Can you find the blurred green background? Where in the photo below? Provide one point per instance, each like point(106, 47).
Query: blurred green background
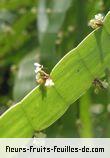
point(44, 31)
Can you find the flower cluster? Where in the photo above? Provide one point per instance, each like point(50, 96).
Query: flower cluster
point(97, 21)
point(41, 76)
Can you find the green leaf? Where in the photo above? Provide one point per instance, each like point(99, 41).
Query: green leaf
point(72, 76)
point(25, 78)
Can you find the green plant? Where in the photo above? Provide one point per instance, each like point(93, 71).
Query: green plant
point(73, 76)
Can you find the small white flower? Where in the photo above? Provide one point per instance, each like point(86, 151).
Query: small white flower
point(49, 82)
point(99, 17)
point(97, 21)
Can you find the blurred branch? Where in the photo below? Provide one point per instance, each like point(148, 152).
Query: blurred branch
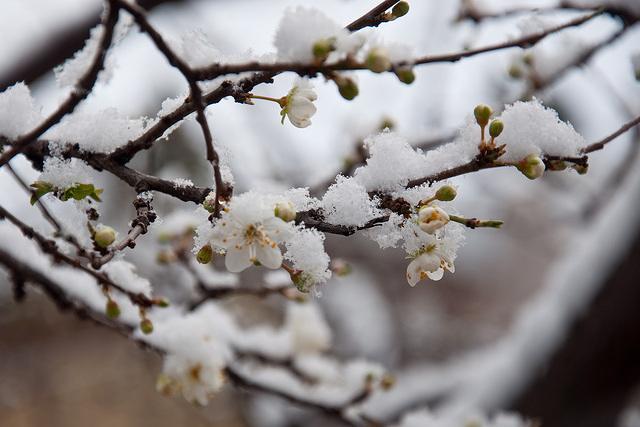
point(83, 87)
point(215, 70)
point(50, 248)
point(58, 47)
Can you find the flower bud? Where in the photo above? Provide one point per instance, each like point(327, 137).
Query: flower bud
point(400, 9)
point(446, 193)
point(205, 254)
point(146, 326)
point(378, 60)
point(112, 309)
point(347, 87)
point(321, 49)
point(104, 236)
point(406, 75)
point(495, 128)
point(483, 113)
point(532, 166)
point(161, 302)
point(515, 72)
point(285, 211)
point(387, 382)
point(581, 169)
point(432, 218)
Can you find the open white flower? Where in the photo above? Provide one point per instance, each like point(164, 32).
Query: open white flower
point(248, 236)
point(432, 218)
point(298, 104)
point(430, 263)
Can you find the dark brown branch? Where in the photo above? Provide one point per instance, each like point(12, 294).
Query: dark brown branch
point(373, 18)
point(216, 70)
point(145, 215)
point(600, 144)
point(78, 94)
point(50, 248)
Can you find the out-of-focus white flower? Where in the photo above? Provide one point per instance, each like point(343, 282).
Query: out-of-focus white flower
point(307, 327)
point(197, 381)
point(432, 218)
point(430, 263)
point(298, 104)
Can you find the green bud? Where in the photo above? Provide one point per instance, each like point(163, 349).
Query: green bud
point(495, 128)
point(581, 169)
point(285, 211)
point(347, 87)
point(532, 166)
point(205, 254)
point(515, 72)
point(146, 326)
point(162, 302)
point(483, 113)
point(112, 309)
point(104, 236)
point(406, 75)
point(321, 49)
point(400, 9)
point(446, 193)
point(378, 60)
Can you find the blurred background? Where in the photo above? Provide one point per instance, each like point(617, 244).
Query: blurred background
point(541, 317)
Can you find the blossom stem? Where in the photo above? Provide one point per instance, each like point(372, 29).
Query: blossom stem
point(266, 98)
point(475, 223)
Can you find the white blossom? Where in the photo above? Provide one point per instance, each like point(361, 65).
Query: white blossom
point(430, 263)
point(249, 232)
point(298, 106)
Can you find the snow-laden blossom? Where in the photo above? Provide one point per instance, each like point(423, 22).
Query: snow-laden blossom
point(298, 104)
point(196, 380)
point(429, 263)
point(249, 233)
point(432, 218)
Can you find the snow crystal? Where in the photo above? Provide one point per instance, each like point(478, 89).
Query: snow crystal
point(301, 28)
point(531, 128)
point(123, 273)
point(305, 249)
point(97, 131)
point(347, 203)
point(18, 111)
point(391, 164)
point(64, 173)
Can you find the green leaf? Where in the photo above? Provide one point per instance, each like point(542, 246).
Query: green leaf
point(79, 191)
point(40, 188)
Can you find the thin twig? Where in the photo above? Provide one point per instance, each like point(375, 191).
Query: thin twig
point(82, 89)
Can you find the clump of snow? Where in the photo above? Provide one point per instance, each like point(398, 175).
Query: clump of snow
point(426, 418)
point(123, 273)
point(392, 162)
point(305, 250)
point(307, 327)
point(347, 203)
point(96, 131)
point(302, 27)
point(532, 128)
point(63, 173)
point(18, 111)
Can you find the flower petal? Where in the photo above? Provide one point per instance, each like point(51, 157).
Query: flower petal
point(269, 256)
point(238, 259)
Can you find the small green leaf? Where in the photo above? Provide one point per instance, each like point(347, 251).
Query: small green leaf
point(40, 188)
point(80, 191)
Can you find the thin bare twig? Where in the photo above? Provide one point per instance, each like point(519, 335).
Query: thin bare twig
point(78, 94)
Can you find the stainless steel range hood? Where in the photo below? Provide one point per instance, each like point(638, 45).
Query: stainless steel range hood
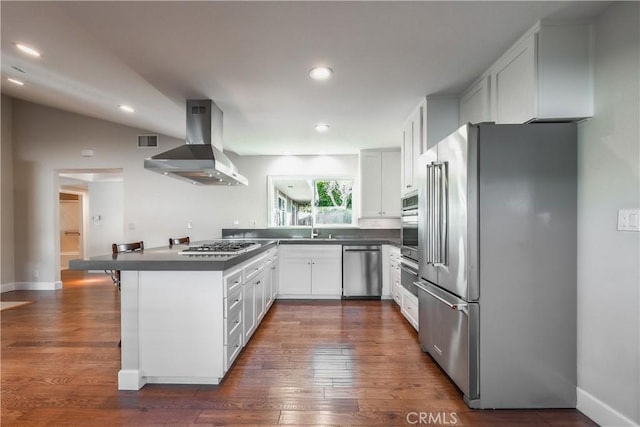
point(201, 159)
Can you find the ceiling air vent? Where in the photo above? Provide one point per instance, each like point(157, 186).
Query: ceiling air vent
point(146, 141)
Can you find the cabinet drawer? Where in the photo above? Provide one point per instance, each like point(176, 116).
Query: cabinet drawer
point(232, 282)
point(232, 302)
point(232, 348)
point(396, 293)
point(233, 322)
point(254, 267)
point(410, 307)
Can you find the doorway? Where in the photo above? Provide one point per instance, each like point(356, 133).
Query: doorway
point(91, 212)
point(71, 226)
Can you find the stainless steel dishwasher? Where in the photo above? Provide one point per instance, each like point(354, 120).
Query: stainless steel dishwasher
point(361, 271)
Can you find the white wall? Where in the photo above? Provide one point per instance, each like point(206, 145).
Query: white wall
point(608, 260)
point(155, 207)
point(7, 276)
point(105, 201)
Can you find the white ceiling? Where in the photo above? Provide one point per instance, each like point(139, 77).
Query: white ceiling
point(253, 58)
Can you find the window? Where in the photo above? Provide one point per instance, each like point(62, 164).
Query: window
point(310, 201)
point(333, 202)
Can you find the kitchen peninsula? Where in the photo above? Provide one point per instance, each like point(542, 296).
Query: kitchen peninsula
point(184, 319)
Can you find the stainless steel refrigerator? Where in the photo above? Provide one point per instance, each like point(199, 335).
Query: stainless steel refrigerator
point(497, 263)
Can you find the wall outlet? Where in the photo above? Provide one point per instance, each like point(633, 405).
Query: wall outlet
point(629, 220)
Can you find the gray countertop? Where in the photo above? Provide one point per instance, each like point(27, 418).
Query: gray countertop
point(168, 259)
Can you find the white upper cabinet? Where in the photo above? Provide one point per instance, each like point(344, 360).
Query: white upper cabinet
point(430, 122)
point(514, 77)
point(380, 183)
point(411, 149)
point(547, 75)
point(475, 102)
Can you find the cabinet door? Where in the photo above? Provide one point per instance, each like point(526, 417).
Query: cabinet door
point(326, 277)
point(475, 103)
point(417, 139)
point(371, 179)
point(249, 310)
point(268, 287)
point(514, 84)
point(275, 279)
point(407, 157)
point(260, 286)
point(295, 276)
point(390, 197)
point(409, 307)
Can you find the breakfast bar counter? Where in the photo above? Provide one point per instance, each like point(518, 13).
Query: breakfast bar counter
point(185, 318)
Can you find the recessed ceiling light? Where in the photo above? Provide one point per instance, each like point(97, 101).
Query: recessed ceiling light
point(28, 50)
point(14, 81)
point(322, 127)
point(320, 73)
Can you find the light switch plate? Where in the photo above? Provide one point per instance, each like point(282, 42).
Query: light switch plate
point(629, 220)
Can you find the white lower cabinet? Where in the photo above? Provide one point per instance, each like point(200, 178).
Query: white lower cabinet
point(407, 302)
point(394, 275)
point(409, 307)
point(310, 271)
point(251, 284)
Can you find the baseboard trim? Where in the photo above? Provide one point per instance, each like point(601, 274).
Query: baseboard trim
point(37, 286)
point(600, 412)
point(7, 287)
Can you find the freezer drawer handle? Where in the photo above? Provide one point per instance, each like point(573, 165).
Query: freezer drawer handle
point(462, 307)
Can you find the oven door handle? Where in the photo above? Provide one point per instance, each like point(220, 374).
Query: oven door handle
point(462, 307)
point(408, 268)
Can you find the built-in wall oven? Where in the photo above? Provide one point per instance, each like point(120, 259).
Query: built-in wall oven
point(410, 227)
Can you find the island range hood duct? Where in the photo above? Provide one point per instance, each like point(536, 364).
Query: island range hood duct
point(200, 160)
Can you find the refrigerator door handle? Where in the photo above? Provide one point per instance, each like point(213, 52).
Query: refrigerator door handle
point(436, 212)
point(429, 214)
point(443, 257)
point(462, 307)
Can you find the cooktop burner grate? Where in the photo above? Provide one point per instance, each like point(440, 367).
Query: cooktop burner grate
point(230, 247)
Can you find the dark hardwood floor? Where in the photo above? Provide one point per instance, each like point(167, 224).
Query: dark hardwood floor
point(310, 363)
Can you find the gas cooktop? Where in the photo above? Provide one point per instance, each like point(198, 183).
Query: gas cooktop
point(221, 247)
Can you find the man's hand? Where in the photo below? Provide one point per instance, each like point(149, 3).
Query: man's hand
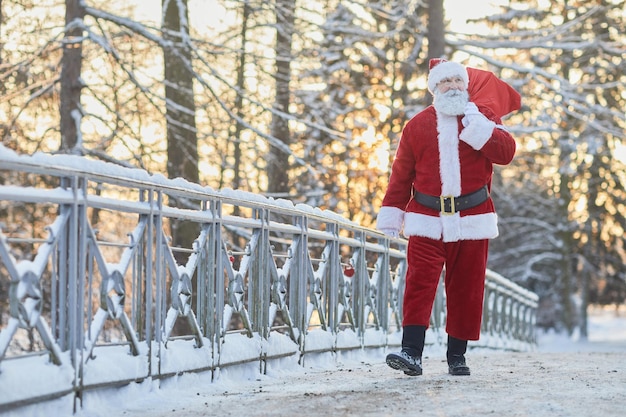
point(477, 128)
point(472, 114)
point(391, 232)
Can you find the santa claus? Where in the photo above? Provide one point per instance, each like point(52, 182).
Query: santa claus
point(439, 197)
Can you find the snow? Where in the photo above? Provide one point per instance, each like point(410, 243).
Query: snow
point(564, 376)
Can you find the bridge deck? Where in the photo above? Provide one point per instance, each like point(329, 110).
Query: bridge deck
point(555, 384)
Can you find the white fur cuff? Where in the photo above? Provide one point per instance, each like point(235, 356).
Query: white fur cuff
point(390, 218)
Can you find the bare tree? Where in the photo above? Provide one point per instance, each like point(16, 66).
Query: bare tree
point(71, 83)
point(278, 182)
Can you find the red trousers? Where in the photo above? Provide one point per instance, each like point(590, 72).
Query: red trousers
point(466, 263)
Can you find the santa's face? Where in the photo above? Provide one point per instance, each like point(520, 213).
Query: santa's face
point(451, 96)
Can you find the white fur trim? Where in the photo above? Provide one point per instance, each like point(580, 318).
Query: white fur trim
point(445, 70)
point(452, 228)
point(478, 132)
point(449, 160)
point(417, 224)
point(390, 218)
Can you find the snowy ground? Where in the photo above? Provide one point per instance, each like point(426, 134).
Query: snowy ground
point(563, 378)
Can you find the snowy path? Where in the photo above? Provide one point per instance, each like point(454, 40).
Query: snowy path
point(555, 384)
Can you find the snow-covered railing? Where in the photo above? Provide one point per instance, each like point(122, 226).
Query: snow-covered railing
point(93, 293)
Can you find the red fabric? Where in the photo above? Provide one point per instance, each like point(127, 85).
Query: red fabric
point(466, 262)
point(486, 89)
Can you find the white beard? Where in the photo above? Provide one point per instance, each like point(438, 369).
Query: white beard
point(452, 102)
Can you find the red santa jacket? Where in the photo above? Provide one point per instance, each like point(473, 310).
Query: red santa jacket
point(437, 155)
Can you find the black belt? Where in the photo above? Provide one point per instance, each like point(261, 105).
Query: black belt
point(449, 205)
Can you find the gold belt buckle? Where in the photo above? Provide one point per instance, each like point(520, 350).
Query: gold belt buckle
point(442, 200)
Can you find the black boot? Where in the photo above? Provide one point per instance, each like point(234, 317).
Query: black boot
point(456, 356)
point(409, 360)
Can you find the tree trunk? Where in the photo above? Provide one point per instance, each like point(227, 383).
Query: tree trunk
point(436, 34)
point(278, 161)
point(236, 136)
point(182, 146)
point(71, 84)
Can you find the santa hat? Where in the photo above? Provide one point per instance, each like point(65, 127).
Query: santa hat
point(440, 69)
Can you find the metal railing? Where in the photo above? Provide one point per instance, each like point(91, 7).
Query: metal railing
point(90, 280)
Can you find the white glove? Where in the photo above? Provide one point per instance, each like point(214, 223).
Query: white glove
point(477, 128)
point(391, 232)
point(471, 113)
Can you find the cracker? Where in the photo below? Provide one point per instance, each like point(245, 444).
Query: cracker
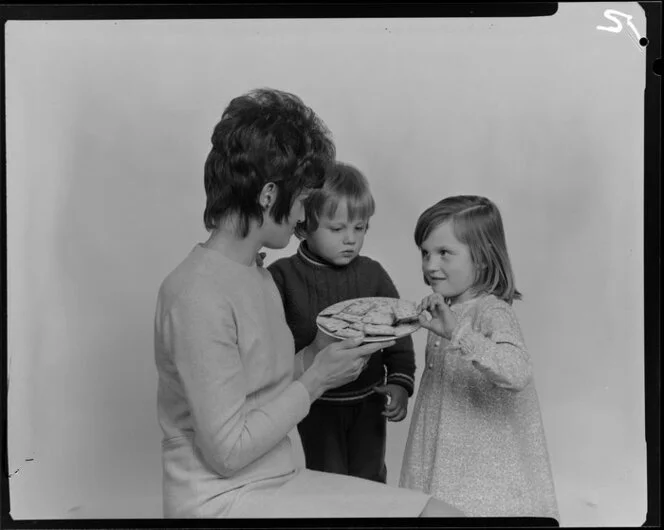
point(347, 333)
point(333, 325)
point(359, 308)
point(379, 317)
point(376, 329)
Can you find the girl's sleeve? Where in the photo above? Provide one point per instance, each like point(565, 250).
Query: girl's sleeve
point(202, 336)
point(498, 349)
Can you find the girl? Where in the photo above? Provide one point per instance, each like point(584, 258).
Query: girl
point(476, 438)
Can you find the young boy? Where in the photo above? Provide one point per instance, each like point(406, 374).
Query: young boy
point(345, 431)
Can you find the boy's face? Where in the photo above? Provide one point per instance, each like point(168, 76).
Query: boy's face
point(338, 239)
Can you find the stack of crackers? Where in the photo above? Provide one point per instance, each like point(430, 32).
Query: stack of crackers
point(389, 317)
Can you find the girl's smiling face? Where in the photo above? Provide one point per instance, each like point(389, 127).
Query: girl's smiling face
point(447, 264)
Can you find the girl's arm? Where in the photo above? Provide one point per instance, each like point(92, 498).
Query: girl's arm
point(498, 349)
point(201, 333)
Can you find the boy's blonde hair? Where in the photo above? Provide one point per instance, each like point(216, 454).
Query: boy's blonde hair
point(476, 222)
point(341, 182)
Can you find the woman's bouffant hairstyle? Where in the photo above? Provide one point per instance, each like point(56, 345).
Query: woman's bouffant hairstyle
point(264, 136)
point(477, 223)
point(343, 182)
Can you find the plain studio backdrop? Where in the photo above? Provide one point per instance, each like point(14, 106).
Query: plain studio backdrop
point(108, 127)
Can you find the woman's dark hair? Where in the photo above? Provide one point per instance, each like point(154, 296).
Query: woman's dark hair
point(264, 136)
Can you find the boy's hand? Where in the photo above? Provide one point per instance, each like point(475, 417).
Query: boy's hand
point(443, 321)
point(397, 404)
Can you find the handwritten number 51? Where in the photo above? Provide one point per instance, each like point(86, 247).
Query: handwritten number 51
point(612, 14)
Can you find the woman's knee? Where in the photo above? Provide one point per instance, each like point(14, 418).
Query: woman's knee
point(438, 508)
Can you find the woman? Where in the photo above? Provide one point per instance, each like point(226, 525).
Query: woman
point(231, 387)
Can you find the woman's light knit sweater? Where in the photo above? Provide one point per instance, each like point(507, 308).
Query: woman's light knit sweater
point(226, 396)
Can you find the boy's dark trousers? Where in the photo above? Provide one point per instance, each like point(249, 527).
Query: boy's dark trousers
point(348, 439)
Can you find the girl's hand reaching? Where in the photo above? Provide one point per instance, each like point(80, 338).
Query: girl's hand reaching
point(443, 320)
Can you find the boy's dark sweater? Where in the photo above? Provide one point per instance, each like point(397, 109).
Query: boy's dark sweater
point(308, 285)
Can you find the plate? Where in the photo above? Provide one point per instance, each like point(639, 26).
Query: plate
point(374, 302)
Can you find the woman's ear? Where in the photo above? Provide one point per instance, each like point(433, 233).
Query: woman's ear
point(268, 195)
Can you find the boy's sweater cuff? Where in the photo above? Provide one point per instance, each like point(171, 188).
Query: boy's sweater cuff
point(406, 381)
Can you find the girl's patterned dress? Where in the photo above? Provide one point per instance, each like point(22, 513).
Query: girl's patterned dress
point(476, 437)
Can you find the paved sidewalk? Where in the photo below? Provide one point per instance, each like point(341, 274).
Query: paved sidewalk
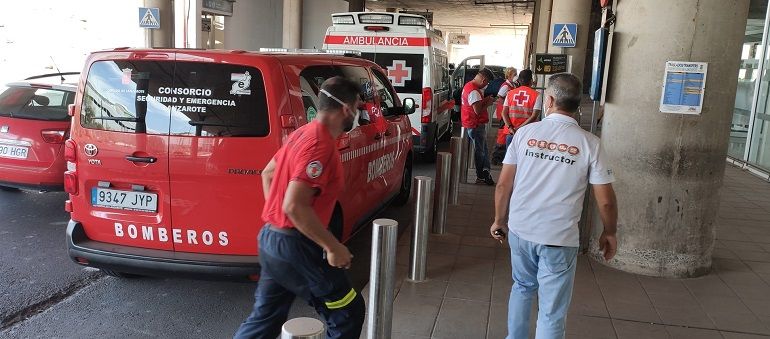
point(466, 296)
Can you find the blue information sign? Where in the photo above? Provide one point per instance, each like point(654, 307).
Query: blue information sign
point(149, 18)
point(564, 35)
point(684, 85)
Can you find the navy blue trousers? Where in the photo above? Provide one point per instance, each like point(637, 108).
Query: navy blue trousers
point(293, 265)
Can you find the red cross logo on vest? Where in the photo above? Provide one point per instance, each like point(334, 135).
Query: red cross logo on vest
point(314, 169)
point(521, 98)
point(399, 73)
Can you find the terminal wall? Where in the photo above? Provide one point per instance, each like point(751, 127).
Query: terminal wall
point(254, 24)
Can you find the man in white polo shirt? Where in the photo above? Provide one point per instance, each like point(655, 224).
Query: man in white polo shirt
point(546, 171)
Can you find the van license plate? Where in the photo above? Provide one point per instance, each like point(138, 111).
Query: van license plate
point(125, 200)
point(13, 152)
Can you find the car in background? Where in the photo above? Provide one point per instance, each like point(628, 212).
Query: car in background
point(34, 123)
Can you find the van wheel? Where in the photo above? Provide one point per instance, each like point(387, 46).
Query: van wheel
point(117, 274)
point(406, 184)
point(336, 224)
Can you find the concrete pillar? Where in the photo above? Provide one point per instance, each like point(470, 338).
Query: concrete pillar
point(543, 22)
point(292, 23)
point(356, 5)
point(187, 23)
point(572, 11)
point(669, 167)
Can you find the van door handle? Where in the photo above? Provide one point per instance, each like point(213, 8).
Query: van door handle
point(148, 160)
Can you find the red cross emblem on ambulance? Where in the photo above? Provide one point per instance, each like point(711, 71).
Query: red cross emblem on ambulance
point(399, 73)
point(521, 98)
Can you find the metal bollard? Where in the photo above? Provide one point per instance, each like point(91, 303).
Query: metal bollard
point(471, 156)
point(382, 281)
point(423, 202)
point(465, 155)
point(303, 328)
point(441, 193)
point(454, 180)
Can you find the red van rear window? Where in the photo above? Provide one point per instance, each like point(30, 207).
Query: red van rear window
point(35, 103)
point(177, 98)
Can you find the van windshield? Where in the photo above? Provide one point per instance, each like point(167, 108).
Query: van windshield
point(177, 98)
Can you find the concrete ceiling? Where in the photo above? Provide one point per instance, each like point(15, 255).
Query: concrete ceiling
point(472, 16)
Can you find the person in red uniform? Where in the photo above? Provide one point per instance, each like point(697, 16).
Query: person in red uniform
point(522, 106)
point(511, 74)
point(299, 256)
point(474, 116)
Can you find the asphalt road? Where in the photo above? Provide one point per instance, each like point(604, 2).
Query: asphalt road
point(44, 295)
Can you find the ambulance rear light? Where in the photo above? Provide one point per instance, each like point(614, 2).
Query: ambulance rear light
point(54, 136)
point(70, 150)
point(412, 21)
point(375, 18)
point(343, 20)
point(273, 50)
point(377, 28)
point(71, 182)
point(345, 52)
point(427, 105)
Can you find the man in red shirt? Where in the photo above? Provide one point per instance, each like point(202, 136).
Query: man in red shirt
point(298, 254)
point(474, 116)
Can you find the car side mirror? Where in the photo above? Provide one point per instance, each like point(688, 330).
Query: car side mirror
point(409, 106)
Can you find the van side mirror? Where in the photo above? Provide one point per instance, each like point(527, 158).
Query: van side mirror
point(409, 106)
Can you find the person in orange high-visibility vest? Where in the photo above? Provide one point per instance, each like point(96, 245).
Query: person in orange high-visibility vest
point(522, 105)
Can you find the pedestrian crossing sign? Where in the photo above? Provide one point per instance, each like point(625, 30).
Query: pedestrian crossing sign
point(564, 35)
point(149, 18)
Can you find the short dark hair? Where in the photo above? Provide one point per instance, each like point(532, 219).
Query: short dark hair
point(485, 72)
point(344, 89)
point(525, 76)
point(567, 91)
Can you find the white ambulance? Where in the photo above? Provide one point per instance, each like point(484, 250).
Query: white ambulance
point(415, 57)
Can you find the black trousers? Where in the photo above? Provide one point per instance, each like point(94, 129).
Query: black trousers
point(292, 266)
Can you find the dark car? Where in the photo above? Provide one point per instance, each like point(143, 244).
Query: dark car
point(34, 124)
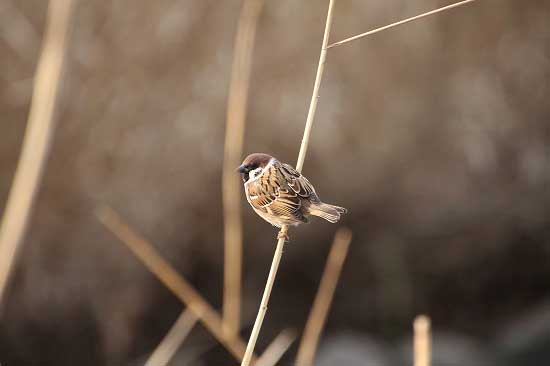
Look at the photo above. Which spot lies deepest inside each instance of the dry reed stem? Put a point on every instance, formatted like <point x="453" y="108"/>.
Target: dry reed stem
<point x="233" y="149"/>
<point x="284" y="230"/>
<point x="170" y="344"/>
<point x="423" y="15"/>
<point x="323" y="299"/>
<point x="180" y="287"/>
<point x="276" y="348"/>
<point x="37" y="140"/>
<point x="422" y="341"/>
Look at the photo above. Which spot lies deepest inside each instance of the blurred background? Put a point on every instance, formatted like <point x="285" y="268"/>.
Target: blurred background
<point x="435" y="135"/>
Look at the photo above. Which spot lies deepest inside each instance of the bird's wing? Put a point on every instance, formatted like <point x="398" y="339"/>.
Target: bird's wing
<point x="279" y="191"/>
<point x="298" y="184"/>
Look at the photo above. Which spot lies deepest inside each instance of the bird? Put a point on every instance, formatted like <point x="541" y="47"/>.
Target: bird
<point x="280" y="194"/>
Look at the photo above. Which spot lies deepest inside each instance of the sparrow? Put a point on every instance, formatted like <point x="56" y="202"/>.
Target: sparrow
<point x="280" y="194"/>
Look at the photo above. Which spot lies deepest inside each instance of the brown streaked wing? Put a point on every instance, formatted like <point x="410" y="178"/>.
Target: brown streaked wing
<point x="298" y="183"/>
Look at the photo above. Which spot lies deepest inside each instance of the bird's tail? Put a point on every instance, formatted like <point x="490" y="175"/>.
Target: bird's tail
<point x="328" y="212"/>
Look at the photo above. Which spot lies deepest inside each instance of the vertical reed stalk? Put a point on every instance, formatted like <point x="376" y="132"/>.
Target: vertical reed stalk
<point x="233" y="149"/>
<point x="38" y="136"/>
<point x="321" y="305"/>
<point x="422" y="341"/>
<point x="284" y="230"/>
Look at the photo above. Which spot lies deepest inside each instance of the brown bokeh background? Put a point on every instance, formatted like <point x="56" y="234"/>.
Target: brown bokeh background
<point x="435" y="136"/>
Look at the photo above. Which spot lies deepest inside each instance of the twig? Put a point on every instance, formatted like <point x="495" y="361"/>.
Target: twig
<point x="284" y="230"/>
<point x="276" y="348"/>
<point x="170" y="344"/>
<point x="231" y="187"/>
<point x="38" y="135"/>
<point x="171" y="279"/>
<point x="422" y="341"/>
<point x="323" y="299"/>
<point x="400" y="23"/>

◆ DIRECTIONS FOR THIS TASK: Rewrite the part that opens with the line containing "Can you find the ceiling" and closes with the line containing "point(146, 141)", swapping "air vent" for "light fixture" and leaving everything else in those lines unchanged.

◆ EXERCISE RESPONSE:
Can you find the ceiling light fixture? Where in the photo above? Provide one point per instance, each like point(157, 186).
Query: ceiling light fixture
point(146, 141)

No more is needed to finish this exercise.